Problem details: Edit the records from the line containing "TARGET = eroded cliff face" through the end, changing "mountain slope" to "hillside" and leaving everything else unchanged. Return only those lines.

Exercise materials:
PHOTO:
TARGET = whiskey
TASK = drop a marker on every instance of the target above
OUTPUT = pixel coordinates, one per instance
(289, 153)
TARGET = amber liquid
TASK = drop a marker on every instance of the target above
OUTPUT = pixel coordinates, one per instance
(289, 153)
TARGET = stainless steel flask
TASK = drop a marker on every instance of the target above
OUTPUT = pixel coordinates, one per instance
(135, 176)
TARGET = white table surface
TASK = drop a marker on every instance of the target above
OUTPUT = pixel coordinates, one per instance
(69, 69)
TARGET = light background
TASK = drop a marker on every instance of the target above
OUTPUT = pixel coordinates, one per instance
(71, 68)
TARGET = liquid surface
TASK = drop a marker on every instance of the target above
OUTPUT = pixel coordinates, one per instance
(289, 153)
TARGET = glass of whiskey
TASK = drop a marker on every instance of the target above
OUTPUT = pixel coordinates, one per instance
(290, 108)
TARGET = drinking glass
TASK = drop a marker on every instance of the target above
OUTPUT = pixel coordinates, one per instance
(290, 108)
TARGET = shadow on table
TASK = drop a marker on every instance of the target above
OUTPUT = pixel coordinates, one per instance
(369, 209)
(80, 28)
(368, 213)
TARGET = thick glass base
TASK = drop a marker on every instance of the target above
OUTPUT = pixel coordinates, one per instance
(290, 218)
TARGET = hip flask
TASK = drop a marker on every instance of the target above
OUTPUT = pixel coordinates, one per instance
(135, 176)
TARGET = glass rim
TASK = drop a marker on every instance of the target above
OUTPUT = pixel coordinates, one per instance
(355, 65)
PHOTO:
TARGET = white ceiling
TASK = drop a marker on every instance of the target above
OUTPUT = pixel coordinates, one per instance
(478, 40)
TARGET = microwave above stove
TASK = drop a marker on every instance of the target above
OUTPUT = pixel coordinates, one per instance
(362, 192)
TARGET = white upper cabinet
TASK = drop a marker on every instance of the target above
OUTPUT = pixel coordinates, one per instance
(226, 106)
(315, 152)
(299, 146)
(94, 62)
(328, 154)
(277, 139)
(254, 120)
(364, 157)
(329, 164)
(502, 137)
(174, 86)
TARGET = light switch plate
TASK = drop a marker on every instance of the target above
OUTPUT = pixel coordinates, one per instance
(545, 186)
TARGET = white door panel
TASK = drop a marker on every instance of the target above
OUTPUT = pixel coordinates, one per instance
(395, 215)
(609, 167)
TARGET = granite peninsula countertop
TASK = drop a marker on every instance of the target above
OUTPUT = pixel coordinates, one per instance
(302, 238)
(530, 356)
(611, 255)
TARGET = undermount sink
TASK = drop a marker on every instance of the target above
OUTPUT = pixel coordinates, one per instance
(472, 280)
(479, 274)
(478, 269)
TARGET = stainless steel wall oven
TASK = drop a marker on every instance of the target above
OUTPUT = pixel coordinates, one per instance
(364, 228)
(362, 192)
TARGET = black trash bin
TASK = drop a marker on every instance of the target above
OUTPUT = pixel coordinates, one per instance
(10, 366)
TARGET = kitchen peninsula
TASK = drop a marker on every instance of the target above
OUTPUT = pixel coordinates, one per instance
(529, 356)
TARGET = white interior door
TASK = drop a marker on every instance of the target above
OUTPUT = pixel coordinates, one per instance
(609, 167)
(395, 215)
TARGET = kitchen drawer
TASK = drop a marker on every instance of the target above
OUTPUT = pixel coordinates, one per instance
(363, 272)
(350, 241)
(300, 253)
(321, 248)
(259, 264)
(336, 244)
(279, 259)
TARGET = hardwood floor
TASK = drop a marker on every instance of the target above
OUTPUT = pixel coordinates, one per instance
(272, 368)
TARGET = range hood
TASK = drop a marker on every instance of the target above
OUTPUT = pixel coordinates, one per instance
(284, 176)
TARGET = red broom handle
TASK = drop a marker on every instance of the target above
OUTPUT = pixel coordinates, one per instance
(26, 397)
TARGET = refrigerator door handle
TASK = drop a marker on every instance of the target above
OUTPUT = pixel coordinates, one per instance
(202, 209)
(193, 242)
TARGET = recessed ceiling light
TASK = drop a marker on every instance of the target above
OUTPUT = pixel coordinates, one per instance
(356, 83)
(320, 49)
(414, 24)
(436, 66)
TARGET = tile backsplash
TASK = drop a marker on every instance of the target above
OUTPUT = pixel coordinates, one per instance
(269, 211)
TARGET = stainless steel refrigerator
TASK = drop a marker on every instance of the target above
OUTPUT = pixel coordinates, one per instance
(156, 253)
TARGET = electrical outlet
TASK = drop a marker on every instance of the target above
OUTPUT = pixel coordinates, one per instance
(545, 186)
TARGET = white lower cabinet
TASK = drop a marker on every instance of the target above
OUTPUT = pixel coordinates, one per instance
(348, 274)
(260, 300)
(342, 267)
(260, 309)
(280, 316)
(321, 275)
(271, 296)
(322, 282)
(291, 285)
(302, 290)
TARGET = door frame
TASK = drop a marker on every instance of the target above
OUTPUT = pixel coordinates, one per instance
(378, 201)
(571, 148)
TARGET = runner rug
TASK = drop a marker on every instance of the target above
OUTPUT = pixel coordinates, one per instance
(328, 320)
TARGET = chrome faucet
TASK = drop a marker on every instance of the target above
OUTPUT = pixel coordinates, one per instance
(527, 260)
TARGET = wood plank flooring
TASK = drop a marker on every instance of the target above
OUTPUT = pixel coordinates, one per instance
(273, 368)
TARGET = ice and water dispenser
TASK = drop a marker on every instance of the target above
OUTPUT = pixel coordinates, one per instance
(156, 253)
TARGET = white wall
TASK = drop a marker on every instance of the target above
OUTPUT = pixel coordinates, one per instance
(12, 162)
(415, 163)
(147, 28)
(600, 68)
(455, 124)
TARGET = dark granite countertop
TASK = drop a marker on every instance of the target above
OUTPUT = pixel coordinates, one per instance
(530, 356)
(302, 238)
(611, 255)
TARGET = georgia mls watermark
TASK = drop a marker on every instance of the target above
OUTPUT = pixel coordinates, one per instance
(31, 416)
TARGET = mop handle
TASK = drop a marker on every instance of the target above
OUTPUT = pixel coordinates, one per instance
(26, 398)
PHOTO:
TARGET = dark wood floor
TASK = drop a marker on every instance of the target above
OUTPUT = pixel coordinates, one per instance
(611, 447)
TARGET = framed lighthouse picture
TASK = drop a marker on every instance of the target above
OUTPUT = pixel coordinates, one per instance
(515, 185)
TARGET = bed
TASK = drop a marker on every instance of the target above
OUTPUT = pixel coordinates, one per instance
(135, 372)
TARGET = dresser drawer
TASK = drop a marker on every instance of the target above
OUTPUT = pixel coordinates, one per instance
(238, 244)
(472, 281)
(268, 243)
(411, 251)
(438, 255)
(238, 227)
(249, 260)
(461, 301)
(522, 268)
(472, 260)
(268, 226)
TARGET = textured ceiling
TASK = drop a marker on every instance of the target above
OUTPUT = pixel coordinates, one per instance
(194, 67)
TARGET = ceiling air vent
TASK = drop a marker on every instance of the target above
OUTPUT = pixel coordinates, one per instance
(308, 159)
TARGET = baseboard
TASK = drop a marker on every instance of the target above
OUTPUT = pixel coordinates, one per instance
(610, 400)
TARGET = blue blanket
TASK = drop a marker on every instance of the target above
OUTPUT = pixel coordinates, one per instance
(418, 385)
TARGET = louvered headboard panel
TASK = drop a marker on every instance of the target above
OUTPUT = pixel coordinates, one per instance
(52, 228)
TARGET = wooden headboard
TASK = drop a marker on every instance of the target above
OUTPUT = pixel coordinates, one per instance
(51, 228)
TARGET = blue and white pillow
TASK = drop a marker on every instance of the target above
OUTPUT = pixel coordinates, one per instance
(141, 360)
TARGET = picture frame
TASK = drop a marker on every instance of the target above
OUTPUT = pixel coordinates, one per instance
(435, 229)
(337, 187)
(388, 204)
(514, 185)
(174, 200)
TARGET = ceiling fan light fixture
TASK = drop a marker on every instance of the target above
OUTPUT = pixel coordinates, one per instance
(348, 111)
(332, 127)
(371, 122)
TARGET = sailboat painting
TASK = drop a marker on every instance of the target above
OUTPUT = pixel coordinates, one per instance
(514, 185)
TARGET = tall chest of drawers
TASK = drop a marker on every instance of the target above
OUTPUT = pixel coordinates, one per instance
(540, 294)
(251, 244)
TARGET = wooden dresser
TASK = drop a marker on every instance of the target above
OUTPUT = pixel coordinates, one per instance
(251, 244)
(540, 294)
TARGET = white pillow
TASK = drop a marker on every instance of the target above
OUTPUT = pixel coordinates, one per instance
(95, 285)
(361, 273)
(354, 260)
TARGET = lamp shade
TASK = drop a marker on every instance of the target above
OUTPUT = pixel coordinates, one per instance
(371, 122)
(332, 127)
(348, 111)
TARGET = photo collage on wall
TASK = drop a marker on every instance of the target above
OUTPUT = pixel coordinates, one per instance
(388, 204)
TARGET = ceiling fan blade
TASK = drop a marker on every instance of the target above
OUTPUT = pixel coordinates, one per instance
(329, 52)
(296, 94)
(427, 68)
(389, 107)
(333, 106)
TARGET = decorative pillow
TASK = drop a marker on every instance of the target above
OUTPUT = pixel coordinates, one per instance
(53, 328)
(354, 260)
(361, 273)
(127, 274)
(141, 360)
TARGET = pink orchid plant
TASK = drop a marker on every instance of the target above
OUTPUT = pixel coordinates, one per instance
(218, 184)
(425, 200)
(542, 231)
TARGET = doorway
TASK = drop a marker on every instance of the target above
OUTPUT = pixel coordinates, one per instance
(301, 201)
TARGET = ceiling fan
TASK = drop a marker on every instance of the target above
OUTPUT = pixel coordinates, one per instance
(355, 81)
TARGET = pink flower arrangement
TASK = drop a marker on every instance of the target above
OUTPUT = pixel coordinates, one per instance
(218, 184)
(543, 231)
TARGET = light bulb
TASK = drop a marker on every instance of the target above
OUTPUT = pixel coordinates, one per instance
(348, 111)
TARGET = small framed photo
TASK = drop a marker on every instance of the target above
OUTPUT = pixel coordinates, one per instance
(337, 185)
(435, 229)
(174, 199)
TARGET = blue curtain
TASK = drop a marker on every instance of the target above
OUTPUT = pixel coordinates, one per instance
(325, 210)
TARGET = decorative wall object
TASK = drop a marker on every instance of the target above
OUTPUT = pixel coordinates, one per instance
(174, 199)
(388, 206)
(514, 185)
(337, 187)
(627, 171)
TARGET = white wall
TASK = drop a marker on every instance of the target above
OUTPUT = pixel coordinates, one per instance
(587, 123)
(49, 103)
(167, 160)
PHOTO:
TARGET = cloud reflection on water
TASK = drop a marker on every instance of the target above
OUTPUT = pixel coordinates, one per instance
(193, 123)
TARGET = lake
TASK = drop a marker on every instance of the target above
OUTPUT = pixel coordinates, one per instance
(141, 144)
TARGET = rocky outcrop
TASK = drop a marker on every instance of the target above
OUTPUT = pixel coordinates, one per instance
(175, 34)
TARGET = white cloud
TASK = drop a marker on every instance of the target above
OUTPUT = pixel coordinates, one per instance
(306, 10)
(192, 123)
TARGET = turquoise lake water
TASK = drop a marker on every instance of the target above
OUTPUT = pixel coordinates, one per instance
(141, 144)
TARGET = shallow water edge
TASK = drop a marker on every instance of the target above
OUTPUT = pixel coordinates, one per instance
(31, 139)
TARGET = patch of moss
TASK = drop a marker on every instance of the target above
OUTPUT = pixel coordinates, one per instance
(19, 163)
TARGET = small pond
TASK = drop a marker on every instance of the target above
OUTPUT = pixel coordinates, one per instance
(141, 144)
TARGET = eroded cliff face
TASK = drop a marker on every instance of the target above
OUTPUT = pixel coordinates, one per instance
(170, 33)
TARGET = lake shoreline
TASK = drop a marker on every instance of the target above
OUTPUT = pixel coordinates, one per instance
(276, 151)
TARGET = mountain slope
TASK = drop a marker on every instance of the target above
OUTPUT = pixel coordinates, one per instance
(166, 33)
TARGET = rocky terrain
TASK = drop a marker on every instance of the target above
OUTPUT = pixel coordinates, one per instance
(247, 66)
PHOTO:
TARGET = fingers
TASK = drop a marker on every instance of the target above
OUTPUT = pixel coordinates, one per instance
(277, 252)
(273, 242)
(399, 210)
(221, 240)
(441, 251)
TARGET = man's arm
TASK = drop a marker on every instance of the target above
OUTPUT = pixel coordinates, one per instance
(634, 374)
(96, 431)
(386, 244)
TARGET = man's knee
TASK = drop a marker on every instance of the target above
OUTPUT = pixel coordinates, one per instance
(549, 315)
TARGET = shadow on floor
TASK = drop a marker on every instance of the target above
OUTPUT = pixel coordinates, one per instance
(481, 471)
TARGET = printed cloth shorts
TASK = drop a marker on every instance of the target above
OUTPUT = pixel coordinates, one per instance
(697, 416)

Answer below:
TARGET = eroded cliff face
TASK = drop a marker on every instance of the target above
OUTPUT = pixel coordinates, one per instance
(170, 33)
TARGET = lake shoreline
TASK = drop a marker on every instance of the target above
OUTPUT = pixel coordinates, one per instance
(276, 151)
TARGET = hillside
TASK = drop a marker on every instance of the target above
OUTPUT = pixel coordinates, one per instance
(166, 33)
TARGET = rocky terrain
TASK = drop a marker on every instance of the target above
OUTPUT = pixel coordinates, one per instance
(247, 66)
PHOTO:
TARGET = fingers
TASK = drop a marker on every instance of the target above
OUTPUT = pixel coordinates, one per instance
(277, 252)
(273, 242)
(399, 210)
(221, 240)
(441, 251)
TARGET = man's arm
TASK = drop a marker on every instance of the target above
OUTPUT = pixel coordinates, one per instance
(634, 374)
(96, 431)
(386, 244)
TARGET = man's knee
TASK = drop a marker on every instance of the target above
OUTPUT = pixel coordinates, one per instance
(549, 315)
TARGET = shadow on floor
TASK = drop a marker on every instance of the target above
OUTPUT = pixel coordinates, one per instance
(481, 471)
TARGET = printed cloth shorts
TASK = drop a marker on every instance of the target above
OUTPUT = pixel coordinates, one per instance
(697, 416)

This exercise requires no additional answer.